#### [Given request]
Restate the entries below word for word, omitting nothing.

========

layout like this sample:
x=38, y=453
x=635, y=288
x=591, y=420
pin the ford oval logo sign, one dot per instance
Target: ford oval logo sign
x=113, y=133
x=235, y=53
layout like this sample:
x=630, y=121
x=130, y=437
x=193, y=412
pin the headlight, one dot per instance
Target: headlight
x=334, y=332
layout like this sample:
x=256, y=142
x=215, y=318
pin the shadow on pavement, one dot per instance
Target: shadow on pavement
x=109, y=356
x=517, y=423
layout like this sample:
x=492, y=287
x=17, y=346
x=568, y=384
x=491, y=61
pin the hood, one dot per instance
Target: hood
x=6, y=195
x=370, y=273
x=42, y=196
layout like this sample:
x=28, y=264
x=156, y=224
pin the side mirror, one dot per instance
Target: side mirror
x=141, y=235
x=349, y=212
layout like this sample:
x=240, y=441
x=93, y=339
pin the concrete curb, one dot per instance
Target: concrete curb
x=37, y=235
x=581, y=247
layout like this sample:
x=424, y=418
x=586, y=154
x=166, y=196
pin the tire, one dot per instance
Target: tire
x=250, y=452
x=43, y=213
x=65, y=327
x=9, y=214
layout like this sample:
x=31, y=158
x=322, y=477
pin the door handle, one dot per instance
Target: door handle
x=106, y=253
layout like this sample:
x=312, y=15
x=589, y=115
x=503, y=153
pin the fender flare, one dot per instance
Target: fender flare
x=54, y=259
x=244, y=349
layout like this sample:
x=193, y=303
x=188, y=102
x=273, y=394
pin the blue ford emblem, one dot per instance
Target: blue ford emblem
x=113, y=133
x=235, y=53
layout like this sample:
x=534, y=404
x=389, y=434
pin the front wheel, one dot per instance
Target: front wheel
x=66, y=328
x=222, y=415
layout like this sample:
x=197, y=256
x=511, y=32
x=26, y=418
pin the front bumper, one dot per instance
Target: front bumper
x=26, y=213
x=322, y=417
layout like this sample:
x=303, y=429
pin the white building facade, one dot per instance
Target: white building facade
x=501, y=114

========

#### [Solution]
layout like this sample:
x=38, y=453
x=635, y=288
x=591, y=420
pin the ford oval logo sign, one dot per instance
Target: ford oval logo sign
x=113, y=133
x=235, y=53
layout like this sample:
x=630, y=121
x=130, y=437
x=193, y=412
pin the headlight, one dot per instance
Target: headlight
x=334, y=332
layout like this sample:
x=256, y=142
x=215, y=318
pin the shadow on pavement, one dot per instance
Target: shadow on pavement
x=109, y=356
x=517, y=423
layout like this sample:
x=492, y=287
x=17, y=346
x=568, y=384
x=491, y=61
pin the hood, one dot per instance
Target: hood
x=6, y=195
x=370, y=273
x=42, y=196
layout like this sample:
x=28, y=264
x=156, y=224
pin the side mirror, one dot per instance
Target: side mirror
x=141, y=235
x=349, y=212
layout like this sample:
x=240, y=441
x=93, y=339
pin the concrete curb, one dot per instance
Target: concrete curb
x=37, y=235
x=581, y=247
layout like this sample:
x=424, y=418
x=586, y=154
x=166, y=196
pin the tire, one dot per instance
Target: tire
x=250, y=452
x=43, y=213
x=65, y=327
x=9, y=214
layout like this sample:
x=31, y=158
x=322, y=477
pin the door handle, one dot per instance
Target: door handle
x=106, y=253
layout like this sample:
x=312, y=15
x=589, y=115
x=503, y=153
pin the fender flare, one dot per instance
Target: fender flare
x=54, y=259
x=244, y=349
layout like this sample:
x=193, y=303
x=188, y=102
x=273, y=394
pin the blue ford emblem, one dot per instance
Target: blue ford emblem
x=113, y=133
x=235, y=53
layout like this sample:
x=534, y=404
x=389, y=434
pin the front wheel, one dot per instance
Target: front wheel
x=66, y=328
x=222, y=415
layout like this sample:
x=197, y=256
x=511, y=32
x=26, y=418
pin the front bumper, one dot per instance
Target: front bumper
x=26, y=213
x=322, y=417
layout like this sample:
x=303, y=429
pin the white building facade, one dot per instance
Target: white building facade
x=501, y=114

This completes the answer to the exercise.